[Collected data]
******

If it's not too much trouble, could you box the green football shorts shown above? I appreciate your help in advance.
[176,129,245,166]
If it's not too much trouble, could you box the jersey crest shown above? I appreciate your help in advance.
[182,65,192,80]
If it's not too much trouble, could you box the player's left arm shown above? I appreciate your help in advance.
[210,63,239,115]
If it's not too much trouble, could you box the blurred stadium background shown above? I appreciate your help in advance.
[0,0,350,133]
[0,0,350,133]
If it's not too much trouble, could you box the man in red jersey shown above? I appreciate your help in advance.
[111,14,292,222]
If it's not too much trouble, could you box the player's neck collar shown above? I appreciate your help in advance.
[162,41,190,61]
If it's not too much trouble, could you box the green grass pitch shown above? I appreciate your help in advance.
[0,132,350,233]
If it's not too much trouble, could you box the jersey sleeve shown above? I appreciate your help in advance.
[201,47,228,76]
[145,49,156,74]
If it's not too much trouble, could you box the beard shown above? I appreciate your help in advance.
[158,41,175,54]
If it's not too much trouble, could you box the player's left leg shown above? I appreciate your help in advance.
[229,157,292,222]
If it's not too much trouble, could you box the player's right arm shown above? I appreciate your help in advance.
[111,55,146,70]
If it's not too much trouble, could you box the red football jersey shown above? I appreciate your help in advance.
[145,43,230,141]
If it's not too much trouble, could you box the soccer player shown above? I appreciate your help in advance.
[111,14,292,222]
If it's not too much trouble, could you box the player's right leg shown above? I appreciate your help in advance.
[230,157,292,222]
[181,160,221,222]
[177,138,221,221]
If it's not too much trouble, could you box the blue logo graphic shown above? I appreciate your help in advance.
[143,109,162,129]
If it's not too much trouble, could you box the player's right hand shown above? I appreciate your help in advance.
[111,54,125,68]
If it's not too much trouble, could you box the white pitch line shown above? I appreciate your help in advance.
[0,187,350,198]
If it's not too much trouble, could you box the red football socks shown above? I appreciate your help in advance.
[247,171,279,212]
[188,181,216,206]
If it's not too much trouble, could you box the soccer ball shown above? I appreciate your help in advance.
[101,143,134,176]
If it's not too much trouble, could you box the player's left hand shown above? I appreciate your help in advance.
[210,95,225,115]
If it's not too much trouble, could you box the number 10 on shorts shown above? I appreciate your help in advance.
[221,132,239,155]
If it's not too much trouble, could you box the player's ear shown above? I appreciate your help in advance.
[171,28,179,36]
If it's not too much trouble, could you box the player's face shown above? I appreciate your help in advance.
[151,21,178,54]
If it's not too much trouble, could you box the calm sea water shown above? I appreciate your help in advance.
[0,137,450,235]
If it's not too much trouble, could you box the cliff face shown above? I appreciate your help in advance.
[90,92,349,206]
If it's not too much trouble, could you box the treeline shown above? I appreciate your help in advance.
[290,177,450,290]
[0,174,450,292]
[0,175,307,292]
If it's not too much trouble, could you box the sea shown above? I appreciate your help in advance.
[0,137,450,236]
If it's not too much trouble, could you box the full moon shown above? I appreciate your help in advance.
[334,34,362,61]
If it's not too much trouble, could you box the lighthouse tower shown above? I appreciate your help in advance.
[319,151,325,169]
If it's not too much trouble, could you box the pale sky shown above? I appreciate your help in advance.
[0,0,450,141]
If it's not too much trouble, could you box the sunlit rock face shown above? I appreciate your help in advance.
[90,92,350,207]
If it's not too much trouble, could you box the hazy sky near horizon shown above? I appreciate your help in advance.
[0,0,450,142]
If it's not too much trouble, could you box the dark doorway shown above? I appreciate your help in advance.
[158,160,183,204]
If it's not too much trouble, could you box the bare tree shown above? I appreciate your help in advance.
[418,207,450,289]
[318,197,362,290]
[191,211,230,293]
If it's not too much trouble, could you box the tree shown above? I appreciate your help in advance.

******

Select every line in the collected data above that contains the word "soccer", and copy each one out.

If it's not too much trouble, could you box the soccer player shown above? I appreciate your help in advance.
If it's not too much trouble, could you box the soccer ball shown above? I appreciate your help in advance.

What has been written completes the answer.